··· Records provided

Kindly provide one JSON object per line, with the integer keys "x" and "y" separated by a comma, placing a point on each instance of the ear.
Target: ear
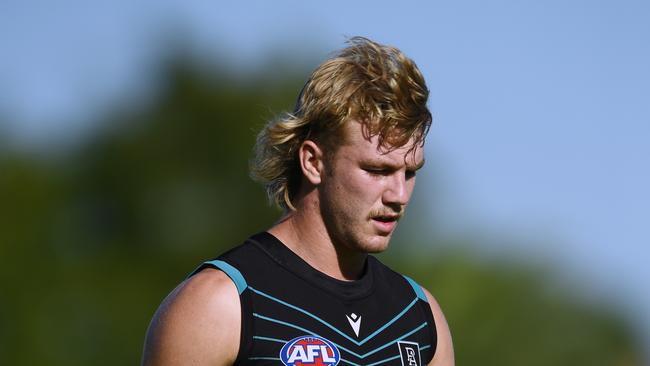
{"x": 310, "y": 157}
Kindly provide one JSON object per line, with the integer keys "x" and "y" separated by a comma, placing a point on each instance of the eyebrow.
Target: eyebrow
{"x": 389, "y": 164}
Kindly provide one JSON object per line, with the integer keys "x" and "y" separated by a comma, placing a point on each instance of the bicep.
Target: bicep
{"x": 197, "y": 324}
{"x": 444, "y": 355}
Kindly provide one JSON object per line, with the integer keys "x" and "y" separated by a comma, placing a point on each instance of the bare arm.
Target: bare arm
{"x": 445, "y": 350}
{"x": 197, "y": 324}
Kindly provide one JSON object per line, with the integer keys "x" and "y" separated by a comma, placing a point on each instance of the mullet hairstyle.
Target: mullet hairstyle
{"x": 374, "y": 84}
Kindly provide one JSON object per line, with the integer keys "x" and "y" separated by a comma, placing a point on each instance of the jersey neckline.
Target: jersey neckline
{"x": 293, "y": 263}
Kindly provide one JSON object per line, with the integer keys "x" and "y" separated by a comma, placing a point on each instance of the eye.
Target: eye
{"x": 410, "y": 174}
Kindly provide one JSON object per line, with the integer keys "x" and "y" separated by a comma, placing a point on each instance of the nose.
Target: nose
{"x": 398, "y": 191}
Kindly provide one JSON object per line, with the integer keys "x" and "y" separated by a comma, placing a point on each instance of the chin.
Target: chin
{"x": 375, "y": 245}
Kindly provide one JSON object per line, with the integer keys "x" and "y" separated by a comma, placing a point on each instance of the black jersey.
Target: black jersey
{"x": 293, "y": 314}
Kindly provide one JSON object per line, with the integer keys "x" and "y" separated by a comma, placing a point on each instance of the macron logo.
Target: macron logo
{"x": 355, "y": 322}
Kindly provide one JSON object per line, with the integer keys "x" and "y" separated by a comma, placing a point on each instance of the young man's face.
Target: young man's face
{"x": 365, "y": 190}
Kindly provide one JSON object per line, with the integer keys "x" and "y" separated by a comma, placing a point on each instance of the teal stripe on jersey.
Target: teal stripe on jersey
{"x": 417, "y": 288}
{"x": 358, "y": 343}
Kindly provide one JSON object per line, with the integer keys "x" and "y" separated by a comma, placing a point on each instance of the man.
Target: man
{"x": 307, "y": 292}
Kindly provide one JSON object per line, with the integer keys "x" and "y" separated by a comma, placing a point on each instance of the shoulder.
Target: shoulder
{"x": 444, "y": 355}
{"x": 203, "y": 311}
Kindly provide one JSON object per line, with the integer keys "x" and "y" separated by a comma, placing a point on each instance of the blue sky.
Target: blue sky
{"x": 541, "y": 108}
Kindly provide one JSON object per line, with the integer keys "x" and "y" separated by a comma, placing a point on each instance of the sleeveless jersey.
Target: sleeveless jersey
{"x": 292, "y": 314}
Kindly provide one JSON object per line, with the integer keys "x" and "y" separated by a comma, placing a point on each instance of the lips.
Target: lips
{"x": 385, "y": 224}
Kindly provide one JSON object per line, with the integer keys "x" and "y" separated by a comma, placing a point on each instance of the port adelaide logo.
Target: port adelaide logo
{"x": 310, "y": 350}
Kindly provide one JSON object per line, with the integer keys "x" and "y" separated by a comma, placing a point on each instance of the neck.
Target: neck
{"x": 304, "y": 233}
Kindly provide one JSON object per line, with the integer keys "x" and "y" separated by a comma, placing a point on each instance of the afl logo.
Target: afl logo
{"x": 310, "y": 350}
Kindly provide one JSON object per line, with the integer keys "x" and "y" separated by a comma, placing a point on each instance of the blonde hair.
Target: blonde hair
{"x": 371, "y": 83}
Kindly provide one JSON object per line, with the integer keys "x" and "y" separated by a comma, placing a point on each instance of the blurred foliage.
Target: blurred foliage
{"x": 91, "y": 241}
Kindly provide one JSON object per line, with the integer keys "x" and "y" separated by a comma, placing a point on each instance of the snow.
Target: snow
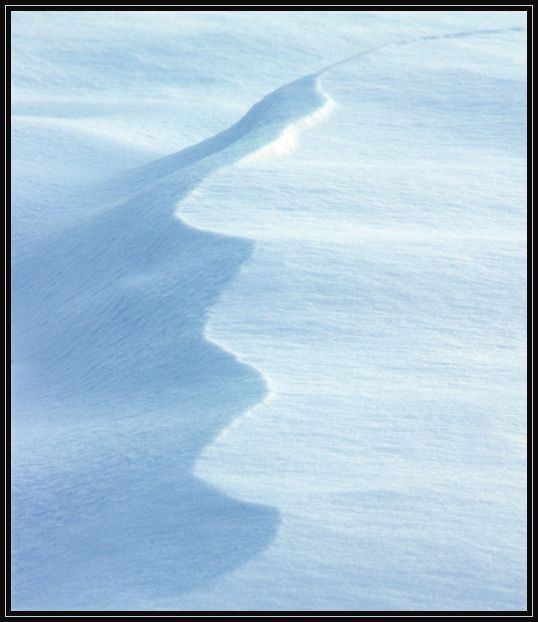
{"x": 269, "y": 310}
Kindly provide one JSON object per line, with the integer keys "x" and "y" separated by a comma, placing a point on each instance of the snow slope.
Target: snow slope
{"x": 282, "y": 367}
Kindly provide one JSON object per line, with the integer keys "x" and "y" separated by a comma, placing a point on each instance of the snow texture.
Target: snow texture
{"x": 268, "y": 310}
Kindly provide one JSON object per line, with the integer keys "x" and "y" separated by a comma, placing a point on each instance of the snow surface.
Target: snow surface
{"x": 269, "y": 310}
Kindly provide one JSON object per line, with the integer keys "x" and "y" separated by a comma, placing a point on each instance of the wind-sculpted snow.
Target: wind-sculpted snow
{"x": 111, "y": 315}
{"x": 118, "y": 391}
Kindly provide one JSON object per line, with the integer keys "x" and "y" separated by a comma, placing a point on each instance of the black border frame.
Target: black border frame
{"x": 8, "y": 612}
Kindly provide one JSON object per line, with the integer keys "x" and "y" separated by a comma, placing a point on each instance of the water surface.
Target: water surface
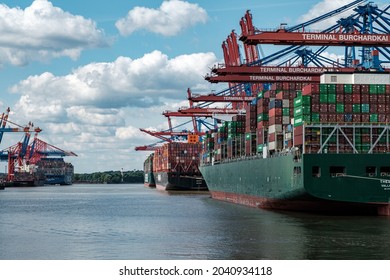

······

Using the listing above, show each line holding the string "water".

Kindly provide one JSON object per line, with the integer keys "x" and "y" separated by a comma, placing a point on each instance of the water surface.
Target: water surface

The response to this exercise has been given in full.